GIVEN EXERCISE -
Reproduce the listing below in its entirety. Change nothing.

EXCERPTED DATA -
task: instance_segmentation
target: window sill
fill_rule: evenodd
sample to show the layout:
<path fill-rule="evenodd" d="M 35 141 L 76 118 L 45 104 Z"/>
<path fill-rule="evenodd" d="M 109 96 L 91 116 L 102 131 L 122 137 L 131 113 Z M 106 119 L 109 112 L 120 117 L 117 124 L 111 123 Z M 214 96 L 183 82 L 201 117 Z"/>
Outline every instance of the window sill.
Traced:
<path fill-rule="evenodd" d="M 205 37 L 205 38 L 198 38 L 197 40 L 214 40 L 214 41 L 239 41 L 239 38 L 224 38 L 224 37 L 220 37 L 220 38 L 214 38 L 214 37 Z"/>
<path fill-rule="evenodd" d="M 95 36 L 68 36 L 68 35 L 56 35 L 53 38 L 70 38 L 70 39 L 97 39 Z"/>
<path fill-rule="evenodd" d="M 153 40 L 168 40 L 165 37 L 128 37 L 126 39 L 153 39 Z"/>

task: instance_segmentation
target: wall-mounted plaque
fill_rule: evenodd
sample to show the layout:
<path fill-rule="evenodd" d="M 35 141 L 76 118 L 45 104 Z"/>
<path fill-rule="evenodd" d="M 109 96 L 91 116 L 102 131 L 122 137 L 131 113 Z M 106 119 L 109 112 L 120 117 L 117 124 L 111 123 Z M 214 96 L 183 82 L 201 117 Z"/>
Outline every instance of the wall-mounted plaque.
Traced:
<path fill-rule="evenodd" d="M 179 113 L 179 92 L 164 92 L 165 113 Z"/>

SOLUTION TO THIS EXERCISE -
task: instance_segmentation
target: window sill
fill_rule: evenodd
sample to show the layout:
<path fill-rule="evenodd" d="M 35 141 L 76 118 L 45 104 Z"/>
<path fill-rule="evenodd" d="M 109 96 L 91 116 L 102 131 L 122 137 L 131 113 Z M 106 119 L 109 112 L 120 117 L 117 124 L 111 123 Z M 214 96 L 183 82 L 201 117 Z"/>
Outline every instance of the window sill.
Traced:
<path fill-rule="evenodd" d="M 205 37 L 205 38 L 198 38 L 197 40 L 214 40 L 214 41 L 239 41 L 239 38 L 224 38 L 224 37 L 220 37 L 220 38 L 214 38 L 214 37 Z"/>
<path fill-rule="evenodd" d="M 95 36 L 68 36 L 68 35 L 56 35 L 53 38 L 70 38 L 70 39 L 97 39 Z"/>
<path fill-rule="evenodd" d="M 153 40 L 168 40 L 165 37 L 128 37 L 126 39 L 153 39 Z"/>

task: instance_segmentation
target: wall-mounted plaque
fill_rule: evenodd
sample to show the layout:
<path fill-rule="evenodd" d="M 35 141 L 76 118 L 45 104 Z"/>
<path fill-rule="evenodd" d="M 109 96 L 91 116 L 102 131 L 122 137 L 131 113 Z M 106 119 L 109 112 L 120 117 L 117 124 L 111 123 Z M 214 96 L 183 82 L 201 117 Z"/>
Outline every instance of the wall-mounted plaque.
Traced:
<path fill-rule="evenodd" d="M 179 113 L 179 92 L 164 92 L 165 113 Z"/>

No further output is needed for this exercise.